## WHAT TO DO
Output every line below exactly.

## INPUT MATERIAL
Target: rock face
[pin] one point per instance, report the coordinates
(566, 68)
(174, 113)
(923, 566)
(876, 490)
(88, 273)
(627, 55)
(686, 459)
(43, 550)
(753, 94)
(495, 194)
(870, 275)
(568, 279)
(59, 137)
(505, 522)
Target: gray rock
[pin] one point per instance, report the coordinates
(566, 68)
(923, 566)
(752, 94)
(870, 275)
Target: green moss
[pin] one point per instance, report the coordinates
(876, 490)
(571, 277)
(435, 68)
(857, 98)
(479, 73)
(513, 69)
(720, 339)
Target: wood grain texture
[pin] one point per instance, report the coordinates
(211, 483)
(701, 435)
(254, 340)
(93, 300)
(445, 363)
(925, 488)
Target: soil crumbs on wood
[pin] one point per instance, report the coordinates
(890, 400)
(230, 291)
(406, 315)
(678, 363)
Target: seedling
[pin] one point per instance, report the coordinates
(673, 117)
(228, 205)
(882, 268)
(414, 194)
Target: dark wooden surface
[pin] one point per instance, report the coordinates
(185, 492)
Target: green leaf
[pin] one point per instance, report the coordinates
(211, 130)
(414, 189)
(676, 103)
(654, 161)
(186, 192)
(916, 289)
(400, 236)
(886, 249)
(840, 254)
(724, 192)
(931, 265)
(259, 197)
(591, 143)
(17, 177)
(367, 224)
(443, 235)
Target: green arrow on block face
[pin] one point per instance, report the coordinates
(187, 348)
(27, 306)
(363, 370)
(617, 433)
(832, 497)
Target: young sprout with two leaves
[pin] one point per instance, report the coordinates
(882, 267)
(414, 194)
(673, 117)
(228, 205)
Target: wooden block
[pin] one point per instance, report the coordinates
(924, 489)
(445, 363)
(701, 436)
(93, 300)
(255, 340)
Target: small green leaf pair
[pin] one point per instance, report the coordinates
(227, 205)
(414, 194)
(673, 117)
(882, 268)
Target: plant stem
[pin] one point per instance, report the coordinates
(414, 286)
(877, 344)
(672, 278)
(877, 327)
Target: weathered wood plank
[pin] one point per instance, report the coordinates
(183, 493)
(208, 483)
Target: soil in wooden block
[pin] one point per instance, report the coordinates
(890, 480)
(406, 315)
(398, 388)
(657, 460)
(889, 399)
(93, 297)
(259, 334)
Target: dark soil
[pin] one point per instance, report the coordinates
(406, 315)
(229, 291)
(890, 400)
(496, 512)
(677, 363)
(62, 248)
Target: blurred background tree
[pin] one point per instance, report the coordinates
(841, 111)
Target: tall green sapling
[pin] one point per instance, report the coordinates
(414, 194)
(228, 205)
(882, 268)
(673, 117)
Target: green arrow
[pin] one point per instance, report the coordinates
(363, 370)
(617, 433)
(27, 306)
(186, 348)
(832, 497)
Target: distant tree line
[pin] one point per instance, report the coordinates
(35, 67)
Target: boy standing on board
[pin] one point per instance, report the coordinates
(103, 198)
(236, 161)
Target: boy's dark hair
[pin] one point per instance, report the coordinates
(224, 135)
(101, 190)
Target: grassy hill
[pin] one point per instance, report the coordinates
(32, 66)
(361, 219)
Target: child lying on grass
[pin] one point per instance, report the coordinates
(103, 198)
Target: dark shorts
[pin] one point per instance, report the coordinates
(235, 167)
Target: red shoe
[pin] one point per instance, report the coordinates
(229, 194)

## RESPONSE FOR THIS EXERCISE
Target: rock face
[pin] one point per instance, report the coordinates
(566, 68)
(174, 113)
(923, 566)
(876, 490)
(88, 273)
(627, 55)
(686, 459)
(43, 550)
(753, 94)
(495, 194)
(870, 275)
(568, 279)
(59, 137)
(505, 522)
Target: gray rock
[pin] one point per instance, report the coordinates
(566, 68)
(923, 566)
(752, 94)
(870, 275)
Target: green moss
[pin] one point per instance, report the coordinates
(876, 490)
(571, 277)
(435, 68)
(857, 98)
(479, 73)
(513, 69)
(720, 339)
Target: wood grain texture
[pin] one point per instance, report the coordinates
(211, 483)
(701, 435)
(254, 340)
(93, 300)
(445, 363)
(925, 488)
Target: soil crumbs on wood
[pin] one point per instance, report the coordinates
(890, 400)
(230, 291)
(406, 315)
(678, 363)
Target: seedling
[pin] one point per instance, report the coordinates
(673, 117)
(228, 205)
(882, 268)
(414, 194)
Target: dark wooden surface
[pin] one point per instance, report the coordinates
(185, 492)
Target: green leaf
[pin] one point per instance, report the coordinates
(211, 130)
(414, 189)
(676, 103)
(654, 161)
(186, 192)
(916, 289)
(400, 236)
(886, 249)
(840, 254)
(724, 192)
(931, 265)
(259, 197)
(591, 143)
(17, 177)
(367, 224)
(443, 235)
Target: green arrow on block face
[pin] one point per instance, report the coordinates
(187, 348)
(27, 306)
(363, 370)
(617, 433)
(832, 497)
Target: young sprout with two leaves
[pin] one point per instance, report the coordinates
(882, 267)
(414, 194)
(673, 117)
(228, 205)
Target: wooden block
[pin] one point per instance, report the coordinates
(924, 489)
(445, 363)
(701, 436)
(93, 300)
(255, 340)
Target: small green leaf pair
[pin] one point per instance, report the coordinates
(227, 205)
(414, 194)
(673, 117)
(882, 268)
Target: plant stem
[pin] one point per instance, report the coordinates
(414, 286)
(877, 344)
(672, 278)
(877, 327)
Target: weathered wood plank
[pin] one point per instance, report the coordinates
(183, 493)
(208, 483)
Target: soil in wooden block
[pin] one point per instance, report the coordinates
(890, 480)
(406, 315)
(398, 388)
(657, 460)
(889, 399)
(93, 297)
(259, 334)
Target: dark soil
[pin] one point per instance, report the coordinates
(406, 315)
(229, 291)
(890, 400)
(496, 512)
(677, 363)
(62, 248)
Target: blurred background tree
[pin] one point per instance, report the coordinates
(841, 111)
Target: tall green sapling
[pin] one point per instance, report the coordinates
(414, 194)
(228, 205)
(882, 268)
(673, 117)
Target: green arrow
[pin] one point per instance, report the coordinates
(363, 370)
(617, 433)
(27, 306)
(186, 348)
(832, 497)
Target: distant tree line
[pin] one point per instance, report the coordinates
(35, 67)
Target: boy standing on board
[pin] one point per instance, report the coordinates
(103, 198)
(236, 161)
Target: boy's dark hair
[pin] one point per instance, report the coordinates
(224, 135)
(101, 190)
Target: grassy hill
[pin] one point per instance, report the coordinates
(32, 66)
(361, 219)
Target: child lying on grass
[pin] one point per instance, report the coordinates
(103, 198)
Target: dark shorts
[pin] one point per instance, report the coordinates
(235, 167)
Target: red shoe
[pin] one point per instance, report the coordinates
(229, 194)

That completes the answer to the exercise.